>>>

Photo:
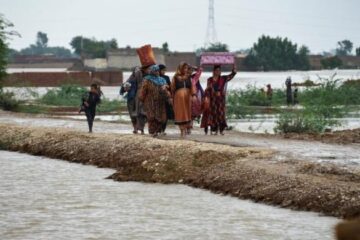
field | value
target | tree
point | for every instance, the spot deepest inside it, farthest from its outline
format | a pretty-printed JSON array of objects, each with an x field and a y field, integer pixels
[
  {"x": 344, "y": 48},
  {"x": 41, "y": 47},
  {"x": 165, "y": 47},
  {"x": 358, "y": 52},
  {"x": 269, "y": 54},
  {"x": 92, "y": 48},
  {"x": 217, "y": 47},
  {"x": 41, "y": 40},
  {"x": 331, "y": 62},
  {"x": 5, "y": 34},
  {"x": 303, "y": 62}
]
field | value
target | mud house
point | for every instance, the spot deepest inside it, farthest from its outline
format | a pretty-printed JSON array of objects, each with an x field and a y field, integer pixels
[
  {"x": 43, "y": 61},
  {"x": 127, "y": 58}
]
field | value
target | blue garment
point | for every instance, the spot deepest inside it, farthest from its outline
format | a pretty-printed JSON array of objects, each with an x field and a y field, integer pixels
[{"x": 156, "y": 80}]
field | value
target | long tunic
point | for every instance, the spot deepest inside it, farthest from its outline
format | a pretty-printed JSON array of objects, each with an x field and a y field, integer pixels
[
  {"x": 139, "y": 78},
  {"x": 182, "y": 90},
  {"x": 154, "y": 99},
  {"x": 196, "y": 104},
  {"x": 215, "y": 116}
]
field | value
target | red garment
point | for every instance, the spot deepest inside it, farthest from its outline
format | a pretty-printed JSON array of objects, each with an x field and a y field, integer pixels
[
  {"x": 215, "y": 116},
  {"x": 196, "y": 104}
]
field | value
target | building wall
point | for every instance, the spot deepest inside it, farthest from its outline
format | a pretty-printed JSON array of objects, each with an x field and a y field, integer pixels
[
  {"x": 54, "y": 79},
  {"x": 173, "y": 60},
  {"x": 97, "y": 63}
]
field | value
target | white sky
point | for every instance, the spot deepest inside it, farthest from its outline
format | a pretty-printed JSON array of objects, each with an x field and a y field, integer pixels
[{"x": 319, "y": 24}]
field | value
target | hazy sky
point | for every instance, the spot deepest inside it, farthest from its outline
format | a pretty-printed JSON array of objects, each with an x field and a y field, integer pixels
[{"x": 319, "y": 24}]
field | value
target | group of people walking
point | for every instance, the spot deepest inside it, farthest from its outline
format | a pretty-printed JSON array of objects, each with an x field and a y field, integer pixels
[{"x": 153, "y": 98}]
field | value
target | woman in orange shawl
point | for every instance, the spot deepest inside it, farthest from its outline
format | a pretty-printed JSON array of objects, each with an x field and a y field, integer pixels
[{"x": 182, "y": 91}]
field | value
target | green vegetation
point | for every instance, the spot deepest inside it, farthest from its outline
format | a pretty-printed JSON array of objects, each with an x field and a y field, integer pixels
[
  {"x": 344, "y": 48},
  {"x": 8, "y": 102},
  {"x": 90, "y": 47},
  {"x": 66, "y": 95},
  {"x": 270, "y": 54},
  {"x": 331, "y": 62},
  {"x": 41, "y": 48},
  {"x": 215, "y": 47},
  {"x": 322, "y": 105}
]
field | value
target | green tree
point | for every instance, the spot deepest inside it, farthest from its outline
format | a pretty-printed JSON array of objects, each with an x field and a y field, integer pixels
[
  {"x": 165, "y": 47},
  {"x": 90, "y": 47},
  {"x": 42, "y": 40},
  {"x": 217, "y": 47},
  {"x": 269, "y": 54},
  {"x": 344, "y": 48},
  {"x": 5, "y": 34},
  {"x": 41, "y": 47},
  {"x": 358, "y": 52},
  {"x": 331, "y": 62},
  {"x": 303, "y": 58}
]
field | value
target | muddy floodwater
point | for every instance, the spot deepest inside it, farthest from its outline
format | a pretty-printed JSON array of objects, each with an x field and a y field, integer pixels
[
  {"x": 241, "y": 80},
  {"x": 42, "y": 198}
]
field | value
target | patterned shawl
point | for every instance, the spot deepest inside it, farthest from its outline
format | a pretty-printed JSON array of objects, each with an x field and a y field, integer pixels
[{"x": 157, "y": 80}]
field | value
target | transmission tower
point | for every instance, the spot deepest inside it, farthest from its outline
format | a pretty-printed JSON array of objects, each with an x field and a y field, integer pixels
[{"x": 211, "y": 36}]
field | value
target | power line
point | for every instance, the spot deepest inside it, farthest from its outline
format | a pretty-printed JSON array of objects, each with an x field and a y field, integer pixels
[{"x": 211, "y": 36}]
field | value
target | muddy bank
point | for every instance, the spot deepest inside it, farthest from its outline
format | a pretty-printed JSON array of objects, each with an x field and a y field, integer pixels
[{"x": 247, "y": 173}]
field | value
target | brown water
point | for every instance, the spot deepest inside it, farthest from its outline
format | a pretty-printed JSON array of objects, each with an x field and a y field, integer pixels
[{"x": 42, "y": 198}]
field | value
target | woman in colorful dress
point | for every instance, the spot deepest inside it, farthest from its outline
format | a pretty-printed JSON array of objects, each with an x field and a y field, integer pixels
[
  {"x": 199, "y": 92},
  {"x": 183, "y": 93},
  {"x": 215, "y": 116},
  {"x": 154, "y": 94}
]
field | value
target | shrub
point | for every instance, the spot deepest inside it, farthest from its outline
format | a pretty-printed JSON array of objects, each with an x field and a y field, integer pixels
[{"x": 8, "y": 101}]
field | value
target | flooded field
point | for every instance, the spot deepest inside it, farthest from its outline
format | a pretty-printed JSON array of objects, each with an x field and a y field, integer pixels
[
  {"x": 347, "y": 155},
  {"x": 42, "y": 198},
  {"x": 242, "y": 79}
]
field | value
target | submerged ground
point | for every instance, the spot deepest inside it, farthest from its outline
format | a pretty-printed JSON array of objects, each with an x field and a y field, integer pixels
[{"x": 304, "y": 175}]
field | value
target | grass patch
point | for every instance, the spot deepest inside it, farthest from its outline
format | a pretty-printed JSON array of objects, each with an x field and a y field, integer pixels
[
  {"x": 32, "y": 109},
  {"x": 8, "y": 101},
  {"x": 66, "y": 95}
]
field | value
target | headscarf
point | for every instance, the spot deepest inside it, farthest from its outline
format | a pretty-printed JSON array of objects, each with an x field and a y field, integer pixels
[
  {"x": 157, "y": 80},
  {"x": 179, "y": 68}
]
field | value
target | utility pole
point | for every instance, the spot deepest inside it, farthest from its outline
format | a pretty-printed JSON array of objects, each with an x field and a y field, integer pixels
[{"x": 211, "y": 36}]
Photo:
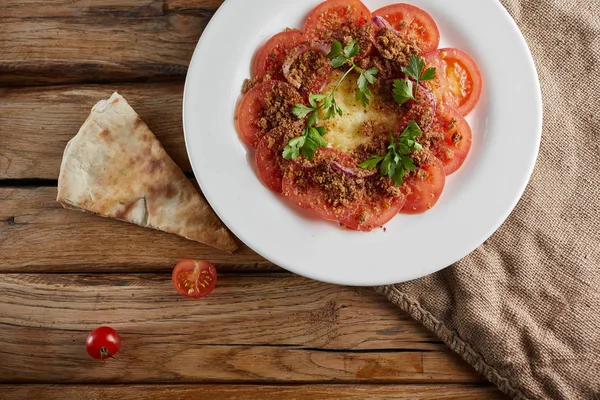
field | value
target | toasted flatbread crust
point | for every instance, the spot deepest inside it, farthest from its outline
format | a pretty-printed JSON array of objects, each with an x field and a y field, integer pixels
[{"x": 115, "y": 167}]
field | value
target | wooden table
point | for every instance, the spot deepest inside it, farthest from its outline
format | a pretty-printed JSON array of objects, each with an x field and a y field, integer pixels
[{"x": 264, "y": 333}]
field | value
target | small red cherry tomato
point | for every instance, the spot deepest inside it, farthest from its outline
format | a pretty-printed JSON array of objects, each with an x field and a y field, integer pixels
[
  {"x": 102, "y": 343},
  {"x": 193, "y": 278}
]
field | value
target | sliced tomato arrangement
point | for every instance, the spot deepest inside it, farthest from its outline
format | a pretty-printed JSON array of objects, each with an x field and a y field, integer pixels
[
  {"x": 458, "y": 80},
  {"x": 368, "y": 196},
  {"x": 193, "y": 278},
  {"x": 379, "y": 210},
  {"x": 425, "y": 187},
  {"x": 250, "y": 111},
  {"x": 333, "y": 16},
  {"x": 269, "y": 163},
  {"x": 453, "y": 149},
  {"x": 310, "y": 197},
  {"x": 269, "y": 59},
  {"x": 412, "y": 22}
]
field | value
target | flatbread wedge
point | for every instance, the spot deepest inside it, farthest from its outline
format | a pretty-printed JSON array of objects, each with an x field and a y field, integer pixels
[{"x": 115, "y": 167}]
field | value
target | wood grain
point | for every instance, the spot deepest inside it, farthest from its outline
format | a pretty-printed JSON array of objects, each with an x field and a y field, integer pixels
[
  {"x": 237, "y": 392},
  {"x": 86, "y": 8},
  {"x": 37, "y": 123},
  {"x": 269, "y": 328},
  {"x": 113, "y": 47},
  {"x": 38, "y": 234}
]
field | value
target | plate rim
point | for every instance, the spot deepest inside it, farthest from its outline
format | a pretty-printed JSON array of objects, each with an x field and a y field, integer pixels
[{"x": 377, "y": 281}]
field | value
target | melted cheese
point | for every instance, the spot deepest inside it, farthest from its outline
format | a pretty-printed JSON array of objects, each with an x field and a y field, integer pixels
[{"x": 345, "y": 133}]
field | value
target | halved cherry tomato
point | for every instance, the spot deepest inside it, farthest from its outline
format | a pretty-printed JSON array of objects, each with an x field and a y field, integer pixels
[
  {"x": 250, "y": 111},
  {"x": 332, "y": 16},
  {"x": 453, "y": 149},
  {"x": 269, "y": 161},
  {"x": 458, "y": 79},
  {"x": 193, "y": 278},
  {"x": 102, "y": 343},
  {"x": 425, "y": 187},
  {"x": 413, "y": 22},
  {"x": 269, "y": 59}
]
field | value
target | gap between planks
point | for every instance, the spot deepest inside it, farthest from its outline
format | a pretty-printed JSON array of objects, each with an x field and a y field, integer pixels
[{"x": 247, "y": 392}]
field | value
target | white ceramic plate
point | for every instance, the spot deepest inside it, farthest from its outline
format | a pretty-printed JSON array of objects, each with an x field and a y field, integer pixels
[{"x": 477, "y": 199}]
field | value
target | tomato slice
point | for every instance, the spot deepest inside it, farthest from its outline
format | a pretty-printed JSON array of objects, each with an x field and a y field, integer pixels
[
  {"x": 379, "y": 210},
  {"x": 425, "y": 187},
  {"x": 364, "y": 213},
  {"x": 269, "y": 59},
  {"x": 250, "y": 110},
  {"x": 453, "y": 149},
  {"x": 269, "y": 161},
  {"x": 310, "y": 196},
  {"x": 193, "y": 278},
  {"x": 458, "y": 80},
  {"x": 331, "y": 17},
  {"x": 413, "y": 22}
]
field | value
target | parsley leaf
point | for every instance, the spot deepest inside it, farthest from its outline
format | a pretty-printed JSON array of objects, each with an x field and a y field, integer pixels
[
  {"x": 403, "y": 91},
  {"x": 397, "y": 161},
  {"x": 428, "y": 75},
  {"x": 292, "y": 150},
  {"x": 312, "y": 136},
  {"x": 336, "y": 50},
  {"x": 338, "y": 61},
  {"x": 414, "y": 70},
  {"x": 371, "y": 162},
  {"x": 301, "y": 111},
  {"x": 309, "y": 148},
  {"x": 370, "y": 75},
  {"x": 313, "y": 99},
  {"x": 352, "y": 49}
]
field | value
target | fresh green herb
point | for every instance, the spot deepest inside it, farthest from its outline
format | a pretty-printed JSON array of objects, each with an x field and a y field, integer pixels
[
  {"x": 397, "y": 162},
  {"x": 312, "y": 136},
  {"x": 343, "y": 56},
  {"x": 405, "y": 90}
]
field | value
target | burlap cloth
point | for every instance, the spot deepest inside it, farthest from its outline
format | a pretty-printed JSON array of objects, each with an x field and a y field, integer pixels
[{"x": 524, "y": 308}]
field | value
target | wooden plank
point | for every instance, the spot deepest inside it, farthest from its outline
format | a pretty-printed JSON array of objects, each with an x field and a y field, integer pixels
[
  {"x": 38, "y": 234},
  {"x": 84, "y": 8},
  {"x": 251, "y": 392},
  {"x": 37, "y": 123},
  {"x": 98, "y": 48},
  {"x": 268, "y": 328}
]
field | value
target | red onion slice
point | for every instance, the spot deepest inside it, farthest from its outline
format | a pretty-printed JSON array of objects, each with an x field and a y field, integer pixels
[{"x": 322, "y": 46}]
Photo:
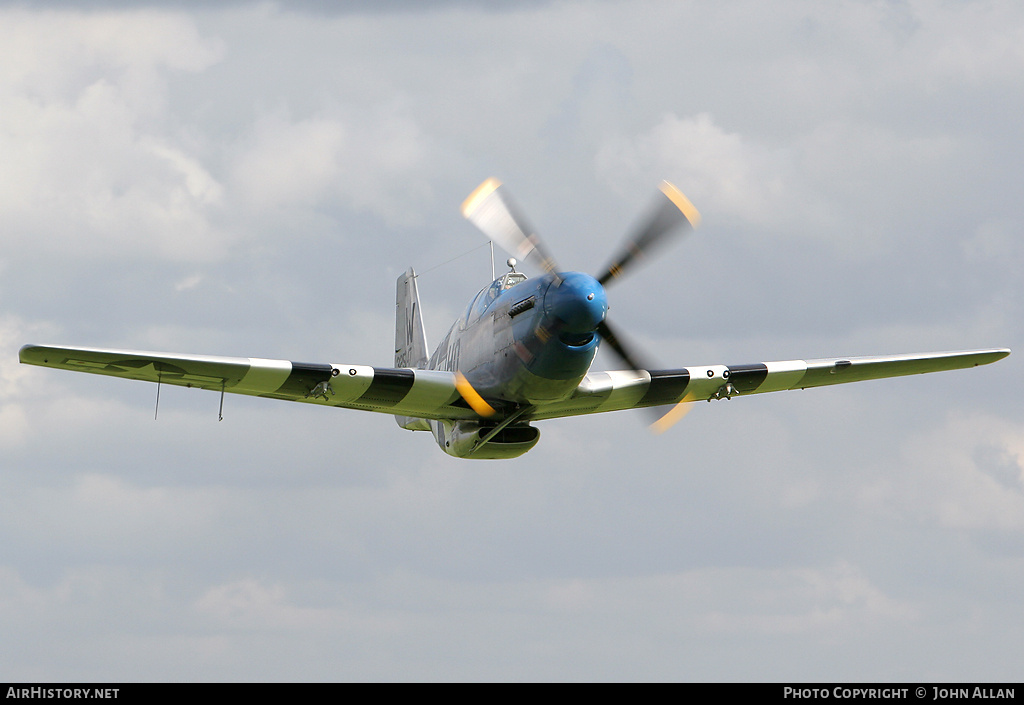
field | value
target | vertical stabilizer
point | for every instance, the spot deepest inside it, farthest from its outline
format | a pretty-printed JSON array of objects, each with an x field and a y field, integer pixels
[{"x": 410, "y": 336}]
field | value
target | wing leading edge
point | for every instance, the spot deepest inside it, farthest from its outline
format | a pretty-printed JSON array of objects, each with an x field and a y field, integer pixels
[
  {"x": 628, "y": 389},
  {"x": 422, "y": 394},
  {"x": 432, "y": 394}
]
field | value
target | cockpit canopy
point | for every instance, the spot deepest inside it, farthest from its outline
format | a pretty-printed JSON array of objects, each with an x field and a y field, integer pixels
[{"x": 483, "y": 299}]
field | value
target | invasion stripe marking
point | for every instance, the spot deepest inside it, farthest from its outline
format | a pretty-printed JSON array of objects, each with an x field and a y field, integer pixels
[
  {"x": 667, "y": 386},
  {"x": 303, "y": 378},
  {"x": 747, "y": 378},
  {"x": 389, "y": 386}
]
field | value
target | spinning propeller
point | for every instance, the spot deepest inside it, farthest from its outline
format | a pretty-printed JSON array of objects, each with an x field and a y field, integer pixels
[{"x": 496, "y": 214}]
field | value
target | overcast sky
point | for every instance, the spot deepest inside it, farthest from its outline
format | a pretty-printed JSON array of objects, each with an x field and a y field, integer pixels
[{"x": 245, "y": 179}]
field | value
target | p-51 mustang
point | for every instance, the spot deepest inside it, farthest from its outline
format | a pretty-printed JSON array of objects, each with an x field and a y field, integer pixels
[{"x": 521, "y": 353}]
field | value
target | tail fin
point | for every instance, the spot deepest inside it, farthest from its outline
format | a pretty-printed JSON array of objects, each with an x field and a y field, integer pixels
[{"x": 410, "y": 336}]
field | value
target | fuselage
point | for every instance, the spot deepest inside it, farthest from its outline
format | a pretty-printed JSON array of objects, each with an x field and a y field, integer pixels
[{"x": 522, "y": 341}]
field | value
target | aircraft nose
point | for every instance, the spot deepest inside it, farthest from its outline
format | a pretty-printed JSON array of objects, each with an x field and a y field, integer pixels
[{"x": 580, "y": 302}]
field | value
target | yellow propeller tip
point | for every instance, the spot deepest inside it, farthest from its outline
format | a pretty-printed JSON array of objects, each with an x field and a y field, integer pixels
[
  {"x": 688, "y": 210},
  {"x": 481, "y": 192},
  {"x": 672, "y": 417},
  {"x": 472, "y": 397}
]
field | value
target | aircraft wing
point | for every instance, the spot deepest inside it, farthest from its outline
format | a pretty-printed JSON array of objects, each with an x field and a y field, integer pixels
[
  {"x": 633, "y": 388},
  {"x": 400, "y": 391}
]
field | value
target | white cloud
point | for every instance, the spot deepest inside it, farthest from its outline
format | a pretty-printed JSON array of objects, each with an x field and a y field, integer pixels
[{"x": 90, "y": 165}]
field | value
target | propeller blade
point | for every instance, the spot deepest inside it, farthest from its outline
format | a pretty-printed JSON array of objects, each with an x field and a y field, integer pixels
[
  {"x": 472, "y": 397},
  {"x": 633, "y": 362},
  {"x": 670, "y": 217},
  {"x": 673, "y": 416},
  {"x": 494, "y": 212}
]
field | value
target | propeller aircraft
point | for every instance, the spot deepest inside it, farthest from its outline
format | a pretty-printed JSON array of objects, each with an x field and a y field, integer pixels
[{"x": 520, "y": 354}]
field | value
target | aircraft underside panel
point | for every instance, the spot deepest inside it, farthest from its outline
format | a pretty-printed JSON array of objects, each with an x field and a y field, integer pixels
[
  {"x": 628, "y": 389},
  {"x": 422, "y": 395}
]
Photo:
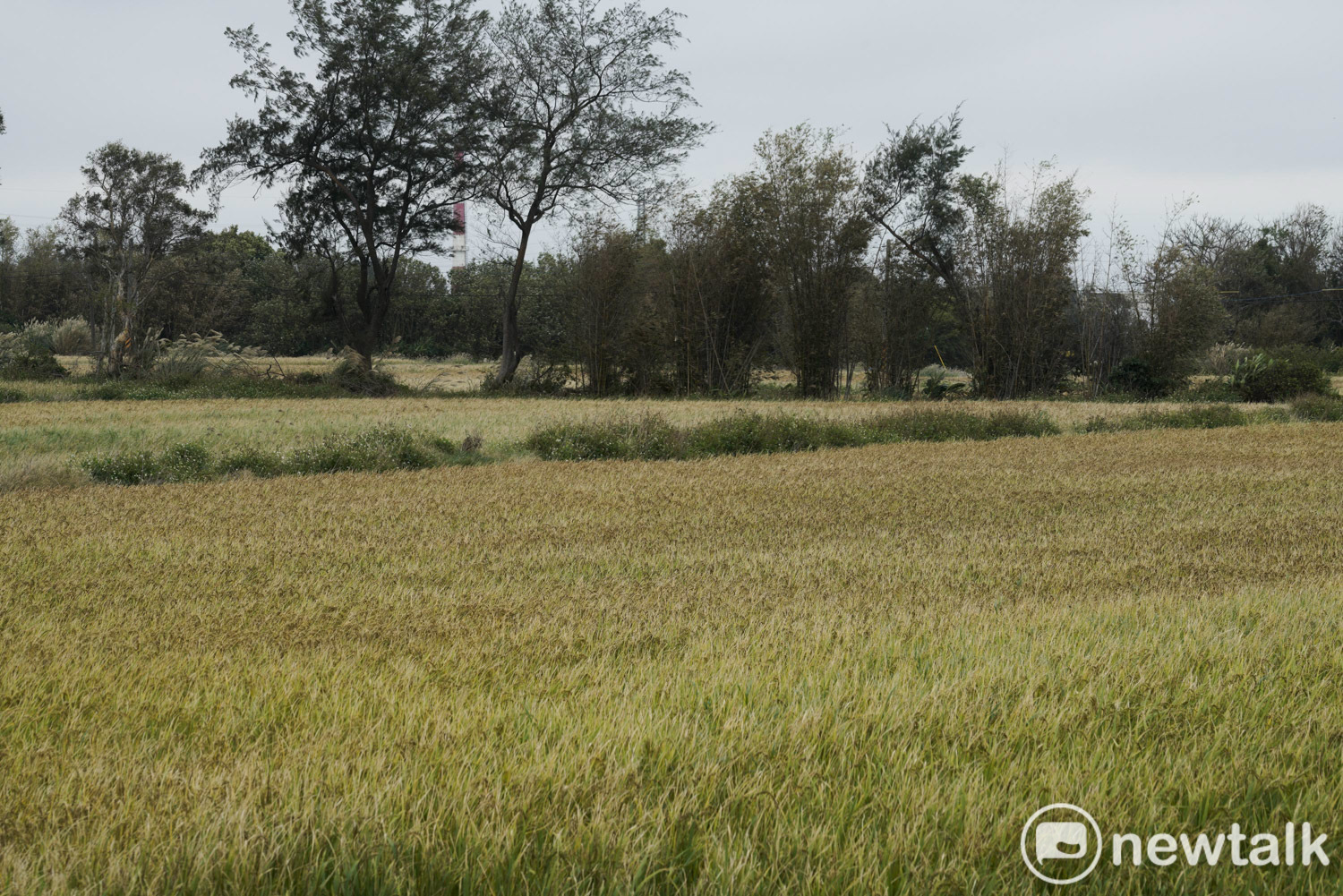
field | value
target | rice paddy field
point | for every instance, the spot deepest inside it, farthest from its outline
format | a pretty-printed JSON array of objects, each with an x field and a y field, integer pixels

<<<

Copy each line in the listing where "shawl" appears.

EXERCISE SOLUTION ::
target | woman in orange shawl
target | patterned shawl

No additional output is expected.